EXERCISE A:
Pick out every line of the records below that contains the string "pink", and copy each one. Case counts.

==== PASSAGE TO READ

# which cost more?



## Guest (Dec 8, 2003)

Hi, this is my first visit to this (or any) chat room. Wondering if someone could give me some insight on which cost more- moving a staircase or moving a fireplace? The fireplace is on an internal wall and we'd like to take the wall down and move the fire place to an external wall. The staircase would have the same location at the top, but the stairs would come down in a different room. Know this is a ball park, but could somebody help me? thanks


----------



## hatchet (Oct 27, 2003)

Off the top of my head.. I would say the fireplace will be much more expensive. Stairs are relatively inexpensive to build but a fireplace has quite a bit of labor involved.


----------



## Grumpy (Oct 8, 2003)

I would say it depends if the firepalce is a prefab or custom built masonry? Is the fireplace wood or gas?

I'm going to agree with ahtchet until we have more details.


----------



## hatchet (Oct 27, 2003)

HAHA.. I didn't even think about an insert or freestanding fireplace. Being that it was an internal wall I figured it was some type of masonry fireplace. With an insert you wont have as much labor other than patching the roof and possibly replacing the hearth. Either way there are a bunch of variables that we don't know about at this point.


----------



## Guest (Dec 9, 2003)

thanks for your input. Just how easy is it to move a staircase? The stairs themselves are the exact size for the new location. Seems like all you'd do is to cut a hole in the ceiling for the new location, patch up the old one...


----------



## hatchet (Oct 27, 2003)

You've about got it. Depending on how easy it is to remove the staircase will depend on if you can re-use the staircase. Most likely you will not be able to use it so you will need to remake it. The actual construction of the staircase is not all that difficult - a little math and you've got all the cuts.


----------



## orto (Dec 14, 2003)

Floor joist locations and directions, bearing points, headers and other structural facts need to be ascertained before an accurate reply can be given as to cost. If it is an interior masonry fireplace and the structure is of some age, chances are that it bears the floor at multiple points and all directions.. Prefab - fireplace - move it!!!!


----------



## Guest (Jan 8, 2004)

*anwser*



Jen said:


> Hi, this is my first visit to this (or any) chat room. Wondering if someone could give me some insight on which cost more- moving a staircase or moving a fireplace? The fireplace is on an internal wall and we'd like to take the wall down and move the fire place to an external wall. The staircase would have the same location at the top, but the stairs would come down in a different room. Know this is a ball park, but could somebody help me? thanks


 It depends on the type of fire place.


----------

========
==== DATASET CONTENT

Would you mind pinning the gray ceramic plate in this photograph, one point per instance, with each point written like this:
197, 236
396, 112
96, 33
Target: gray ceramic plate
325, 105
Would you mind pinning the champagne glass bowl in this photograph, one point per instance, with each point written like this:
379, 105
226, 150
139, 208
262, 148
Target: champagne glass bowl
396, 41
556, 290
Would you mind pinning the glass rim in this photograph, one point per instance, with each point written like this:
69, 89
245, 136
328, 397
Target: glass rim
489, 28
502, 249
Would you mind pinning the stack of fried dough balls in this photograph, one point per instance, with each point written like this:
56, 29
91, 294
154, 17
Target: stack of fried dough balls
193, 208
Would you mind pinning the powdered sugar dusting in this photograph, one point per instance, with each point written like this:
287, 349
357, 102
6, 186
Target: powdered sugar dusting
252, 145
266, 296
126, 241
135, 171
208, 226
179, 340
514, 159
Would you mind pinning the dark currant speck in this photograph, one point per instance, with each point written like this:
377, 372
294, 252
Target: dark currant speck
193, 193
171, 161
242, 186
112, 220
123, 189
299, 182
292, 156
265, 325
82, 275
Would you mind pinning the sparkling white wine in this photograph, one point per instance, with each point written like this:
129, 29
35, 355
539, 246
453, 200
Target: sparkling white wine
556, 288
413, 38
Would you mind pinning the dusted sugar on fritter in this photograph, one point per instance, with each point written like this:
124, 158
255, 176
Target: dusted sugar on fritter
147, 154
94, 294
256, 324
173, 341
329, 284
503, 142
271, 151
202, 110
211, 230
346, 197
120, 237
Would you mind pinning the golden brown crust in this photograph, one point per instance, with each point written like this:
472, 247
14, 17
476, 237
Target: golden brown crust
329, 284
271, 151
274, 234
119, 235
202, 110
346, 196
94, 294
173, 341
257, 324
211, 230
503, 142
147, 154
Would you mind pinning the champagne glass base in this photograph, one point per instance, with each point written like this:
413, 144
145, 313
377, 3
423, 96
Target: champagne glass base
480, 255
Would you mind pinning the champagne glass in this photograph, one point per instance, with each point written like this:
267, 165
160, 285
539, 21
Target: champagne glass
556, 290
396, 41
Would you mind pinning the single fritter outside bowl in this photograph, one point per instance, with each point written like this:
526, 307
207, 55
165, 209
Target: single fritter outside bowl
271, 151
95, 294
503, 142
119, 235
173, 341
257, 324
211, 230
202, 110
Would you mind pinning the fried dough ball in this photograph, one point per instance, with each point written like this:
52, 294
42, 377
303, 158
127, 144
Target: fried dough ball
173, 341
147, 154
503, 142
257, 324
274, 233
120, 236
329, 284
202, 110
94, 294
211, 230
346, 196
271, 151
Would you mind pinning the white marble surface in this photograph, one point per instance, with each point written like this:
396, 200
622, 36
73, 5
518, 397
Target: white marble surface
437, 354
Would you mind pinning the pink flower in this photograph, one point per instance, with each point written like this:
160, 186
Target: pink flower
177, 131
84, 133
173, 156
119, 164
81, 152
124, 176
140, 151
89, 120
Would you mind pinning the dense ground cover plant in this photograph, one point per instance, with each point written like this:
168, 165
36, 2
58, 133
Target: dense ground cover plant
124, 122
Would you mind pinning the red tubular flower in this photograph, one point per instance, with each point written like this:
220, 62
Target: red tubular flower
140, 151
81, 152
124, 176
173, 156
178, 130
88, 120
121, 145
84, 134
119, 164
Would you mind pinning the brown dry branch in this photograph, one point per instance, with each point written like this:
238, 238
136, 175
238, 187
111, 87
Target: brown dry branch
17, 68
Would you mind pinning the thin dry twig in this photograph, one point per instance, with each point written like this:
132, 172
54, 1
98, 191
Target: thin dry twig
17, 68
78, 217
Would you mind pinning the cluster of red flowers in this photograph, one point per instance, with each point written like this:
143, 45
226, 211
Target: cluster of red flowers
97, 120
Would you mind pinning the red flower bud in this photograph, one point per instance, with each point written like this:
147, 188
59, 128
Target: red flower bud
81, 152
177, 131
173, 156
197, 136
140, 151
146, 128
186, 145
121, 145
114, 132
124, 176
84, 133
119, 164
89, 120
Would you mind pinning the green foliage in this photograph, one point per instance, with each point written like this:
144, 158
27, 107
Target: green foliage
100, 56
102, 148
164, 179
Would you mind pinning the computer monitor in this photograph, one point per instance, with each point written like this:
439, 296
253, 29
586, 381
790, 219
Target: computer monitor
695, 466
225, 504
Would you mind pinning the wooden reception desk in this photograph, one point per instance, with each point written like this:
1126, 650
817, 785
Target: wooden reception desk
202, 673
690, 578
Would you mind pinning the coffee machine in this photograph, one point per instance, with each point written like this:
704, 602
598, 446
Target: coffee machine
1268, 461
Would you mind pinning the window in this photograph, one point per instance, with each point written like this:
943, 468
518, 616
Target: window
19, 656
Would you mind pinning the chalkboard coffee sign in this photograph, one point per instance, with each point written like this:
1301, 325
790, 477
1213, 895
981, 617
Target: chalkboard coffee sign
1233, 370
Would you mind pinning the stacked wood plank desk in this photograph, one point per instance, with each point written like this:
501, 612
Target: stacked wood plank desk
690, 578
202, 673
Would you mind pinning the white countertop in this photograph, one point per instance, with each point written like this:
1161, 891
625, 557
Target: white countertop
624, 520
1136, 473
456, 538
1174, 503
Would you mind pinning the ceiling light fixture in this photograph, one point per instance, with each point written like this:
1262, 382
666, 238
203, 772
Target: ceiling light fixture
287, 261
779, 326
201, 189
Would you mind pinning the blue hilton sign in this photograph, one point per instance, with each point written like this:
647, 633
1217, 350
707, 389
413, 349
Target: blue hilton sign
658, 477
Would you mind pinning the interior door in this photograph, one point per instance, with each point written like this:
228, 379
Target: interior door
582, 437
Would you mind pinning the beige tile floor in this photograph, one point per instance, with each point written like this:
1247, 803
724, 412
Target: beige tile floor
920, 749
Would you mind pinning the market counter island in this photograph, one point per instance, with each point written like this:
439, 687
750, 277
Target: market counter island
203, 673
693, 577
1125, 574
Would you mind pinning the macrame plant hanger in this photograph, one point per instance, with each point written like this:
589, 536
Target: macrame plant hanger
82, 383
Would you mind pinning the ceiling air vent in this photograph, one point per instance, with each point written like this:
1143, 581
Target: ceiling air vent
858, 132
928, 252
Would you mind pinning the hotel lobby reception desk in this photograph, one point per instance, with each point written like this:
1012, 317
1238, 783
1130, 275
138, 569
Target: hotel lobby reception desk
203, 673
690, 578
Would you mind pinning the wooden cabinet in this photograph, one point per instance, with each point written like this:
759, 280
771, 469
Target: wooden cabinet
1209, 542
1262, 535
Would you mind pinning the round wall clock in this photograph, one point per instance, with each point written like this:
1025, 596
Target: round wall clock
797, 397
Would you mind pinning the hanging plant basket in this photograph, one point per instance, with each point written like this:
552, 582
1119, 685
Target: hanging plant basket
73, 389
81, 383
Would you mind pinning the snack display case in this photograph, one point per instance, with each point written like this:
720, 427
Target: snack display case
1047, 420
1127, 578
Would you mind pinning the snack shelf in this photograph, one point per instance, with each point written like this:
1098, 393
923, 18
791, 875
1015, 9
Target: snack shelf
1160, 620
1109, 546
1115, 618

========

EXERCISE B:
In the forum thread above, what does the guest say about the size of the existing stairs?

EXPECTED OUTPUT A:
Would you mind pinning the pink flower in this photograph, one point per instance, with each point written like this:
Target: pink flower

EXPECTED OUTPUT B:
They are the exact size for the new location.